:: INPUT MATERIAL ::
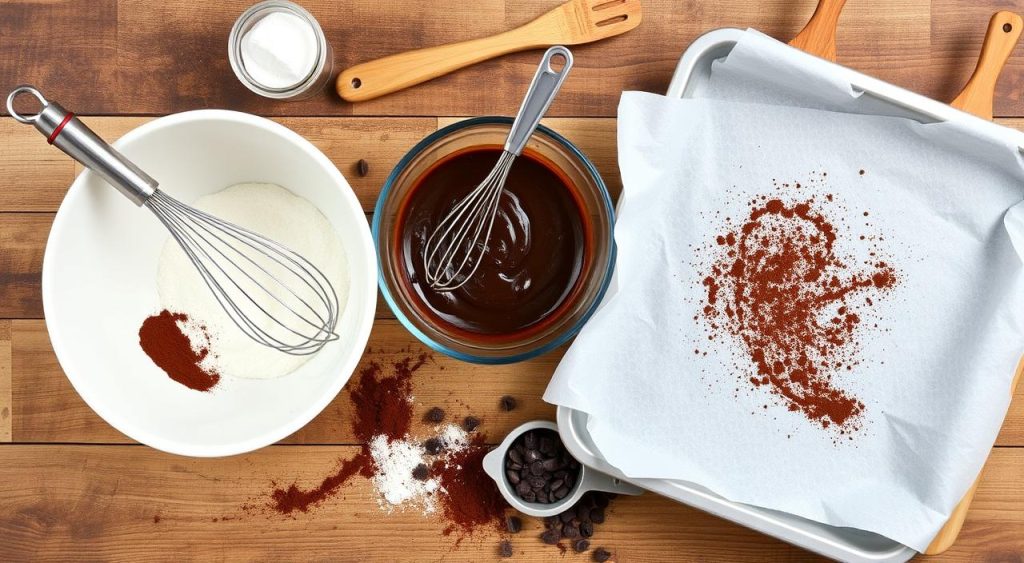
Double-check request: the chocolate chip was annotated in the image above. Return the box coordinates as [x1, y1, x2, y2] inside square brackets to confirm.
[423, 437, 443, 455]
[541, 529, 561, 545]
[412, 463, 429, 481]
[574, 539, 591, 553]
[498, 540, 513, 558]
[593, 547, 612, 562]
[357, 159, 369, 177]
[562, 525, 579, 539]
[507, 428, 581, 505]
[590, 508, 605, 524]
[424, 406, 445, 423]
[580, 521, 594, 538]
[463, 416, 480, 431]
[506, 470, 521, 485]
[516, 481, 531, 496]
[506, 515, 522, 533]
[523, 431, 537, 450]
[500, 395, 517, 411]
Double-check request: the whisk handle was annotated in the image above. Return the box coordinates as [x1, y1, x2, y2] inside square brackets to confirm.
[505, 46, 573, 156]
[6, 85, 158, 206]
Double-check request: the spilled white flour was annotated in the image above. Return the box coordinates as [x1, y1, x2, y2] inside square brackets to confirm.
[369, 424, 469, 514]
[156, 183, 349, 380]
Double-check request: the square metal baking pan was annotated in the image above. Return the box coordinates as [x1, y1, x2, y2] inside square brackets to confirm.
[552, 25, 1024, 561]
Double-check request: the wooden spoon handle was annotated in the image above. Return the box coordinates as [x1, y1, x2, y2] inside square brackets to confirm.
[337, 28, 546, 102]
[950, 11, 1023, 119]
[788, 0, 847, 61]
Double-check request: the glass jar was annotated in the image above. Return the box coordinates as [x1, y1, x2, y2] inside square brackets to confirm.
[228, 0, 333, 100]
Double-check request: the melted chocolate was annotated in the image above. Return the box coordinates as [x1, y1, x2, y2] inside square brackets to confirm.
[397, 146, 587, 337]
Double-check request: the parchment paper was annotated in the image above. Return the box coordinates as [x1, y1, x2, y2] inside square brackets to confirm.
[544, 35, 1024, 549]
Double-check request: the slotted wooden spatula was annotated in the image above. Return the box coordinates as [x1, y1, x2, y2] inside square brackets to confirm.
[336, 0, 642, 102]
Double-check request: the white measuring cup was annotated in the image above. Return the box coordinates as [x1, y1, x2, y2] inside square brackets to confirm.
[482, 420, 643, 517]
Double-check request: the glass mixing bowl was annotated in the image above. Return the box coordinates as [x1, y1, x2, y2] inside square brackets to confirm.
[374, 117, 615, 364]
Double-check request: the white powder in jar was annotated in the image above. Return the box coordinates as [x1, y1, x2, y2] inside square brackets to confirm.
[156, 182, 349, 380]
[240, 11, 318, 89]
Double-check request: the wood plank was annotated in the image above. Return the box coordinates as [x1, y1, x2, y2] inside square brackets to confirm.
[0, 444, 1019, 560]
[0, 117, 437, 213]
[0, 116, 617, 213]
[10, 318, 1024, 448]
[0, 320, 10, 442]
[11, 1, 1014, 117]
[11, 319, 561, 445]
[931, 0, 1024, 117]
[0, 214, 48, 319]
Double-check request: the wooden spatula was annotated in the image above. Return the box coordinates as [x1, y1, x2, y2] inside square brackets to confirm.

:: GOAL OF THE EXERCISE ::
For the data above, return an exact copy that contains no pictures.

:: SOLUTION ::
Double-check request: the chocolate chip was annotated in the image above. Return the box coordinates as [x1, y1, x2, y2] inside square brackets to confirm.
[423, 437, 443, 455]
[541, 529, 561, 545]
[412, 463, 429, 481]
[574, 539, 591, 553]
[498, 540, 513, 558]
[593, 547, 612, 562]
[357, 159, 369, 177]
[562, 525, 579, 539]
[507, 428, 581, 505]
[590, 508, 605, 524]
[424, 406, 445, 423]
[580, 521, 594, 538]
[463, 416, 480, 431]
[506, 470, 521, 485]
[516, 481, 531, 496]
[506, 515, 522, 533]
[523, 431, 537, 450]
[500, 395, 517, 411]
Double-check request: the whisk handle was annotated in the image above. Return the box coordinates as [x1, y1, x2, y2] inside square brackets to confirm.
[505, 46, 573, 156]
[6, 85, 158, 206]
Double-check request: the spilled white flour was annotated in the image above. Return the box coordinates as [x1, y1, x2, y2] inside square brackets to confirm.
[369, 424, 469, 514]
[156, 183, 349, 380]
Double-check request: the square metal baking pan was annotated in the image above. Return the box coordinates as [x1, y1, x2, y2] inside square brackets to confirm.
[552, 25, 1024, 561]
Double-check request: the wooden spoon handle was annotated in the image above. Return the box coordinates as [x1, y1, x2, y2] inside square brackets to confirm.
[337, 28, 546, 102]
[950, 11, 1023, 119]
[788, 0, 847, 61]
Double-check request: the glass jar was annotated in the image above. Return the box coordinates as [x1, y1, x2, y2] inside square brackets to confirm.
[228, 0, 333, 100]
Double-check request: the melted chocolate was annotated in the image above. Return the box coordinates as [x1, y1, x2, y2] inside square brackets to confirm.
[397, 146, 587, 337]
Double-check request: the parchment paper was annotated in the image above. Return the box coordinates as [x1, y1, x2, y2] inside square brackets to confirm.
[544, 35, 1024, 549]
Double-check request: the slotted wooden spatula was annotated in the image above. Return the box coordinates as [x1, y1, x2, y2] inside square brackets to confirm.
[336, 0, 642, 102]
Double-check request: the white measuring cup was annotated in the image above. Return the box coordinates as [x1, y1, x2, y2] inside square brackets to confirm.
[482, 420, 643, 517]
Double-check request: the glass mixing bowl was annotated in the image above. Return the box coordinates as [x1, y1, x2, y2] inside square brackets to confirm.
[374, 117, 615, 364]
Double-check request: the white powder in jar was annotated in the image above. Return the box coordinates as [x1, y1, x2, y2] inside square brackets to confirm.
[156, 182, 349, 380]
[240, 11, 318, 89]
Double-check request: the wood plank was annotated in the image above. Return the box coordinates as [x1, y1, x2, y2] inside square brackets to confirm.
[0, 444, 1019, 560]
[0, 117, 437, 213]
[0, 116, 617, 213]
[10, 318, 1024, 448]
[0, 320, 10, 442]
[11, 1, 1014, 117]
[11, 319, 561, 445]
[931, 0, 1024, 117]
[0, 214, 48, 319]
Double-check request: the wooden spatula was annotated in the image above. Return the box coordinates as [x1, y1, x2, y2] inside square brackets to confirm.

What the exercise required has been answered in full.